- **Exercise goal**
Extract each line in the records below that contains the string "background". Matches must have the same capitalization.

-*-*-

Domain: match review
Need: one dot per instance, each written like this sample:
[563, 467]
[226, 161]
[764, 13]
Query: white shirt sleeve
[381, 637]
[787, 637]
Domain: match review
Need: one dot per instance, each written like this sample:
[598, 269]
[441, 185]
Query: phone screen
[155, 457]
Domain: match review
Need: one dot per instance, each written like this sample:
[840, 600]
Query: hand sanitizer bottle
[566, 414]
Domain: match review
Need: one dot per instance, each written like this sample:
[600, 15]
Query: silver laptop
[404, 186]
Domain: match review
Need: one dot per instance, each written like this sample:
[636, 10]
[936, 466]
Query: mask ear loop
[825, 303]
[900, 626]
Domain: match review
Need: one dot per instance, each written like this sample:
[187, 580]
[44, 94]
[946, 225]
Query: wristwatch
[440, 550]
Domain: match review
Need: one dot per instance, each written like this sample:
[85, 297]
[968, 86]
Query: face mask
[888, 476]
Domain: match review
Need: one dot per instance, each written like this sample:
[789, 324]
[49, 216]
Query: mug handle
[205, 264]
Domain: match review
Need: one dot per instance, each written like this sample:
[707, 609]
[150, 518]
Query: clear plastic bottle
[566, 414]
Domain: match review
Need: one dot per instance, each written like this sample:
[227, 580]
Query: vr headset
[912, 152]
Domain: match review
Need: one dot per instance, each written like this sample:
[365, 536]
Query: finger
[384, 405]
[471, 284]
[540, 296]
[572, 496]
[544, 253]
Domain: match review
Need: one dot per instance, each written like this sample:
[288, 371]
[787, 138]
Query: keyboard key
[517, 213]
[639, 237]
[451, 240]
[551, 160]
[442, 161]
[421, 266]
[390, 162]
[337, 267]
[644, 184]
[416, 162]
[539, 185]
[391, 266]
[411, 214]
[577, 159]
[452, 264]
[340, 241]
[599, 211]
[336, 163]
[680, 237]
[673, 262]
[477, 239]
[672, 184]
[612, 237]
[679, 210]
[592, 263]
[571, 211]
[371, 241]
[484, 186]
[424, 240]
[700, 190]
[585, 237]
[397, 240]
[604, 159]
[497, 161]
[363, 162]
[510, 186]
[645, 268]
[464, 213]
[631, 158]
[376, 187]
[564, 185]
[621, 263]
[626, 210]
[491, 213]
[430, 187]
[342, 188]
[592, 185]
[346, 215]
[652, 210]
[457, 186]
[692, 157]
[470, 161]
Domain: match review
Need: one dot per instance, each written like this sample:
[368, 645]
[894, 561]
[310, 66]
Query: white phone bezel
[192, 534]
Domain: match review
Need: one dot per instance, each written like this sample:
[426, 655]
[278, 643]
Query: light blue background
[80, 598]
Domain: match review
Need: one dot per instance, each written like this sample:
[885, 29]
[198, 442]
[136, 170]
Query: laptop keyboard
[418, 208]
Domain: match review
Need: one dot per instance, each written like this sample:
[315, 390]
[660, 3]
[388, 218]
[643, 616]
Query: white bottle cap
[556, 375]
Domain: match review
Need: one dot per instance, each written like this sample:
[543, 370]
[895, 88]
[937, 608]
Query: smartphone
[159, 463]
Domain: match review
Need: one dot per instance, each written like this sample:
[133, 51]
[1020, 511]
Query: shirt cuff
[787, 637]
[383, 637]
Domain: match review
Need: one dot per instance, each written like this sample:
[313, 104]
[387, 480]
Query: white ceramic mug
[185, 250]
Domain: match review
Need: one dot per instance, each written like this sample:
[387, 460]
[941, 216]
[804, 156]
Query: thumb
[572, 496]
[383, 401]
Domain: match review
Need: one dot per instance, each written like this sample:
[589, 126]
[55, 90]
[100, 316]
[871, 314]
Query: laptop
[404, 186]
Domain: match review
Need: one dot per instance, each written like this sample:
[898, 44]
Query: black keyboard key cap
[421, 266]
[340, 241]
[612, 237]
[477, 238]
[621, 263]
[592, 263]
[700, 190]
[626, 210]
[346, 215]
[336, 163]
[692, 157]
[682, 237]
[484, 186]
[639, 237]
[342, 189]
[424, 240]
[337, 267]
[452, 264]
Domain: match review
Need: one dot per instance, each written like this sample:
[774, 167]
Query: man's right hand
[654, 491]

-*-*-

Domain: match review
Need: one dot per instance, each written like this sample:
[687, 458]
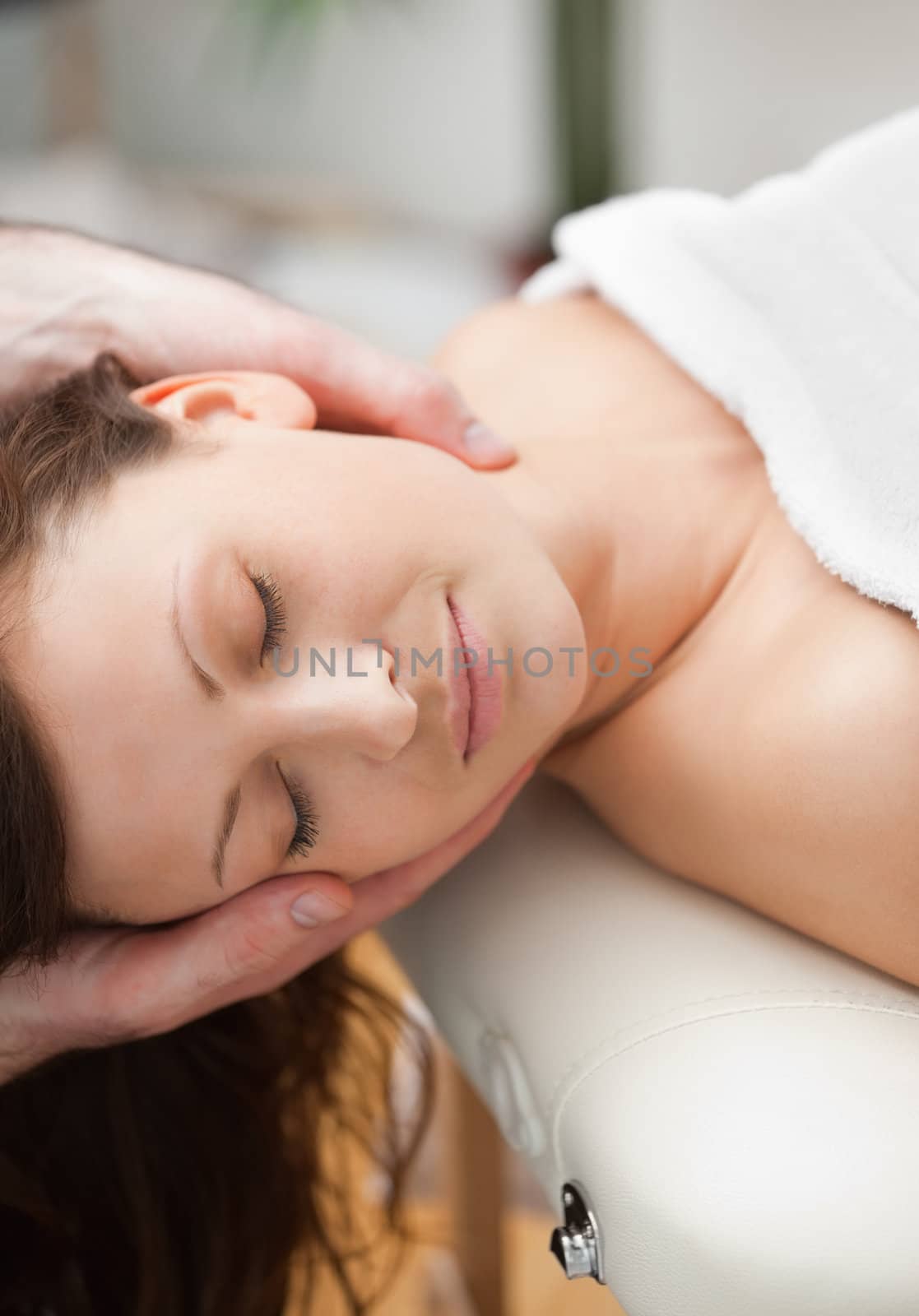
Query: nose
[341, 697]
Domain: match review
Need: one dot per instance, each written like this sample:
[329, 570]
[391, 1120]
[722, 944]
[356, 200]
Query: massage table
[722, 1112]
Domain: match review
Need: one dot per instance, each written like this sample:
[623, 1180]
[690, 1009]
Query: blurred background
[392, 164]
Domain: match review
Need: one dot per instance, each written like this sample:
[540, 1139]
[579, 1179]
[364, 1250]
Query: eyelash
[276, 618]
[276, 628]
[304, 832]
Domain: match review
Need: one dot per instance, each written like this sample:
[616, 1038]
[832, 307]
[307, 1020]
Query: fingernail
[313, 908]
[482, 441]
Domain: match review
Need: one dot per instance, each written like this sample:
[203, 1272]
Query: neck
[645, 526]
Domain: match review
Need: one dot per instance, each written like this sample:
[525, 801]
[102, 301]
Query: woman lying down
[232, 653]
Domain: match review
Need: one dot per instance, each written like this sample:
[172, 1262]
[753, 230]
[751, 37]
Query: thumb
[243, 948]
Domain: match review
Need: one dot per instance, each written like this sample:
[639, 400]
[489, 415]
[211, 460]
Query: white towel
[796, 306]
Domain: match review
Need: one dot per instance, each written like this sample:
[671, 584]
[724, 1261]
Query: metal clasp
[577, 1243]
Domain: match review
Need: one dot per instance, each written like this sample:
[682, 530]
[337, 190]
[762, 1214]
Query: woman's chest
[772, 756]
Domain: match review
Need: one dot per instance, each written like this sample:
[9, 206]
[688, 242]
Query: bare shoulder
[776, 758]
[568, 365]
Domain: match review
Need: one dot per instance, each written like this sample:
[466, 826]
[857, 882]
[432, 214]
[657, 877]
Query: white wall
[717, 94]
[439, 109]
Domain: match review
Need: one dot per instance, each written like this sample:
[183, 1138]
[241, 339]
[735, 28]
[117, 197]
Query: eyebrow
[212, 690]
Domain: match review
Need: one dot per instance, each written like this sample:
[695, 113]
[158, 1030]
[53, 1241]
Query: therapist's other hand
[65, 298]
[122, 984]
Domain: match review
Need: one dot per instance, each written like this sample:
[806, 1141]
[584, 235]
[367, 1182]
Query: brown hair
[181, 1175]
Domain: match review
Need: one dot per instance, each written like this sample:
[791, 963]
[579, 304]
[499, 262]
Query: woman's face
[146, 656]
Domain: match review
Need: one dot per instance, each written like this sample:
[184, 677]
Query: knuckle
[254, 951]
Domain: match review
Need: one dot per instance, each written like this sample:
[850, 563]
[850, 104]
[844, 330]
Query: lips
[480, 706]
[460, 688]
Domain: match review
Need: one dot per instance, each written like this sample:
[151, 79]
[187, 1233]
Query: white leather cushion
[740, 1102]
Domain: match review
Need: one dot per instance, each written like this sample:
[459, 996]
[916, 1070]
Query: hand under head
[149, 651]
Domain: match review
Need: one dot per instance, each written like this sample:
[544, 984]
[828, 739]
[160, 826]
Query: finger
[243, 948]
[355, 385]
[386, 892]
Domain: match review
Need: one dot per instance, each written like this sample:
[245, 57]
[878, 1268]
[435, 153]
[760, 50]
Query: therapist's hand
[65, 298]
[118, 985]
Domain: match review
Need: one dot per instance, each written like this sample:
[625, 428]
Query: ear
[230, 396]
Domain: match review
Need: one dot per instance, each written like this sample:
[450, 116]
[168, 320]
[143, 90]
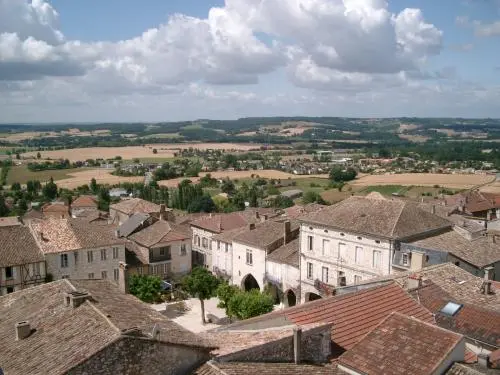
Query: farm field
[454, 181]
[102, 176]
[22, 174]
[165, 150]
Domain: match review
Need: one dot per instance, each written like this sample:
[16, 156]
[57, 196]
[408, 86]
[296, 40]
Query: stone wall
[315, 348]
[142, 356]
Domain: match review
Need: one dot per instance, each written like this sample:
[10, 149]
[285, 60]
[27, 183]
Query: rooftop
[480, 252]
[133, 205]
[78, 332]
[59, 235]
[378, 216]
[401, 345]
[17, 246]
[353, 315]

-*-*-

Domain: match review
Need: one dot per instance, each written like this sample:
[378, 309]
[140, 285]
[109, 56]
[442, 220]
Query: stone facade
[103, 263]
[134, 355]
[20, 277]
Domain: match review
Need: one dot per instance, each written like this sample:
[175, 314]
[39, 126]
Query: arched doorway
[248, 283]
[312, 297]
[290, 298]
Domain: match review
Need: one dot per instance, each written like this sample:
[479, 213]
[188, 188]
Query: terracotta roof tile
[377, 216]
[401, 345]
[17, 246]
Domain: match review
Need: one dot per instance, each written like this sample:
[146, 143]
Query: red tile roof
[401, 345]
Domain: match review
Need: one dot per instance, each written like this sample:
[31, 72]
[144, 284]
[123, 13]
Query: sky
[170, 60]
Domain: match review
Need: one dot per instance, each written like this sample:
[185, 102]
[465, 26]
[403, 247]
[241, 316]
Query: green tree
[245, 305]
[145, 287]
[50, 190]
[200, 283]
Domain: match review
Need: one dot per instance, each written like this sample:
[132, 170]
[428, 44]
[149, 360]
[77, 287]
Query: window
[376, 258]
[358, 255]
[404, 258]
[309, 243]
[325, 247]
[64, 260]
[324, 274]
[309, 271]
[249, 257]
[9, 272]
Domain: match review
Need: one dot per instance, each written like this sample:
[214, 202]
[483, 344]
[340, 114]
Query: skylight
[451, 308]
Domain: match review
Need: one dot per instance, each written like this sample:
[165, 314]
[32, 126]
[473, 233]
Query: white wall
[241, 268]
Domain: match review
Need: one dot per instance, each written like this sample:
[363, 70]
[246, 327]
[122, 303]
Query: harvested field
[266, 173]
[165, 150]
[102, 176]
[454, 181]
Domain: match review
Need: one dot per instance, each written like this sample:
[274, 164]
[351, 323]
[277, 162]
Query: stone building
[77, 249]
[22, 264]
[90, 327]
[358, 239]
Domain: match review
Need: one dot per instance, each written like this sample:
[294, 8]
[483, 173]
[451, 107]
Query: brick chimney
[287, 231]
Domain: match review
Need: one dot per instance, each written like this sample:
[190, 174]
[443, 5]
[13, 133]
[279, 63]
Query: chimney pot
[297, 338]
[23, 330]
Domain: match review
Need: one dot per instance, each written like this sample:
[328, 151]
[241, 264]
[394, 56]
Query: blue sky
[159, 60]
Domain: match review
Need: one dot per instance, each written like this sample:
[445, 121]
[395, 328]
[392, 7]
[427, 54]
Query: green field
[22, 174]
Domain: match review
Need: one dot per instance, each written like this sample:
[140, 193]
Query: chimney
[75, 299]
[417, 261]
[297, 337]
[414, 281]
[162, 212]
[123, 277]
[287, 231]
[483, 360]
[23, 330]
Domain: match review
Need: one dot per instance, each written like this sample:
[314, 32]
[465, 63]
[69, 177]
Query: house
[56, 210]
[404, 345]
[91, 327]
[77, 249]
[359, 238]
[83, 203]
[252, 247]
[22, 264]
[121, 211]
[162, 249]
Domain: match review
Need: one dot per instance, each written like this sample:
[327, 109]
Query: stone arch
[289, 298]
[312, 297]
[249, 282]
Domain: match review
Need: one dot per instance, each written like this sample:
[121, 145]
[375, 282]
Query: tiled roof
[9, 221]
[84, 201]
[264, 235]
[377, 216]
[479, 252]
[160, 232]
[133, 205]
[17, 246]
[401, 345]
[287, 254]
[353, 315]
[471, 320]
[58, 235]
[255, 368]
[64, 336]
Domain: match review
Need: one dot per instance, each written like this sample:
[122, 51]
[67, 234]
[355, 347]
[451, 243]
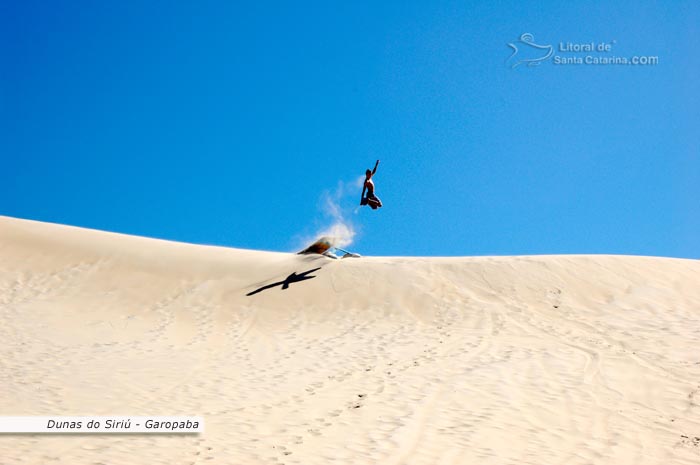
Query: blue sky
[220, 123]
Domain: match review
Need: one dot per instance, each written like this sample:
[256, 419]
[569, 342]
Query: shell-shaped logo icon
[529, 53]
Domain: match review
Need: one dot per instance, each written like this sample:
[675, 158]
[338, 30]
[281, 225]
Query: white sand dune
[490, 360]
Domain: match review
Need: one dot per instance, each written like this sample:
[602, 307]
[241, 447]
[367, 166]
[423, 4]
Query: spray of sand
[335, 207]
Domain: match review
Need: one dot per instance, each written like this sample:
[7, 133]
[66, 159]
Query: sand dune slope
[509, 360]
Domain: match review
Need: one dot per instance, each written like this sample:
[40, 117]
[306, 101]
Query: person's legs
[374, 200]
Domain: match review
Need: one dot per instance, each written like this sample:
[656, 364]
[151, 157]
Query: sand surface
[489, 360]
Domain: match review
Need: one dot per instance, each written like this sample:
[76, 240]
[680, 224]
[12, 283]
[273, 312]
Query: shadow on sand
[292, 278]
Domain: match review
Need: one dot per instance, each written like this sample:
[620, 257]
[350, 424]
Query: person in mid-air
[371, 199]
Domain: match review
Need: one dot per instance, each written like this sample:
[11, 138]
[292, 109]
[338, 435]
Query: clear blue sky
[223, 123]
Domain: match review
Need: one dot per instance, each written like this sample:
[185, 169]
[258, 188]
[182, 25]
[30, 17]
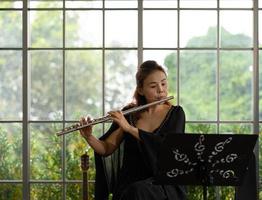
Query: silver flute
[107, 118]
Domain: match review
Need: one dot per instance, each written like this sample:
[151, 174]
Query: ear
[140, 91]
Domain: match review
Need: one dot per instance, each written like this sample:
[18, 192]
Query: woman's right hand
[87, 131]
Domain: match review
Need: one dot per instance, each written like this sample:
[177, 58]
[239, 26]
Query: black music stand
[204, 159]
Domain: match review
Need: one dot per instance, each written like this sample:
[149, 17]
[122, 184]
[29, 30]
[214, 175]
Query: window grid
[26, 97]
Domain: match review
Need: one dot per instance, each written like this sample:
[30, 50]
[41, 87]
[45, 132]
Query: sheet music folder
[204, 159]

-*-*-

- **Answer**
Query: light blue background
Query: blurred background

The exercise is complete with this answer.